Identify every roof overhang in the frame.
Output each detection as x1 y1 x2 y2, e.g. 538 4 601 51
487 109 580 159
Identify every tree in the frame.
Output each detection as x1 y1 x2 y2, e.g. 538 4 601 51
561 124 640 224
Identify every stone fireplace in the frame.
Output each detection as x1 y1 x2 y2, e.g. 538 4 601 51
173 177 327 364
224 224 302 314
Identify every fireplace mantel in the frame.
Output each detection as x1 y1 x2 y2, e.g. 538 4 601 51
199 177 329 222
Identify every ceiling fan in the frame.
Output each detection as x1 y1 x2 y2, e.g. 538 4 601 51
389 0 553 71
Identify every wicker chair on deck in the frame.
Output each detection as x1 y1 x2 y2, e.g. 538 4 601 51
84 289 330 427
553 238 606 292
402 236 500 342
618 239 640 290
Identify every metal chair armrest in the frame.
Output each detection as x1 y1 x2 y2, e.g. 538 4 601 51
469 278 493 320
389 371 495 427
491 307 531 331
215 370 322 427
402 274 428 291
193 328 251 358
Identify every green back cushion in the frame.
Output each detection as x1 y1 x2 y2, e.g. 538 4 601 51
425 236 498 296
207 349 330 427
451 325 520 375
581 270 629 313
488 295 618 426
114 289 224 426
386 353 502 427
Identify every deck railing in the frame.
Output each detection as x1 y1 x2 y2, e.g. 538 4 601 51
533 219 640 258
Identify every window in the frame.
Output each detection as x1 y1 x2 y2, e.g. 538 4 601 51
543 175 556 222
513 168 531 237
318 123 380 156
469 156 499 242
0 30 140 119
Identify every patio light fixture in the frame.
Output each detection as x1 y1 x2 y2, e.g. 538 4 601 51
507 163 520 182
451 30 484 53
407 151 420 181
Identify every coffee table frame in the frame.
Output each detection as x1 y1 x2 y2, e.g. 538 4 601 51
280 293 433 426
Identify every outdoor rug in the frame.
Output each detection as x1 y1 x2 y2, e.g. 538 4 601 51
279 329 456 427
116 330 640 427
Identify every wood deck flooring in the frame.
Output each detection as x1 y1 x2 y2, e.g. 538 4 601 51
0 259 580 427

☆ ☆ ☆

▶ **WHAT IS BEING ASKED**
Rewrite the part of the rows that opens with the line containing "Identify every coffee" and closes with the end of the rows, keeping the requests. Multiply every box coordinate in the answers by 2.4 and round each result to a whole number, rounding halves up, but leave the requests and their format samples unchanged.

▶ **SOLUTION FOR THIS TASK**
Identify every coffee table frame in the frame.
Output each detection as x1 y1 x2 y2, e.g. 538 4 601 51
672 703 1039 1022
Identify every outdoor rug in the frame.
Output each detection as x1 y1 x2 y2, e.g. 538 4 601 51
670 790 1094 1025
278 792 1536 1025
Identify every wood deck flooring in the frame.
Output each detection as x1 y1 x2 y2, e.g. 538 4 601 51
0 622 1392 1025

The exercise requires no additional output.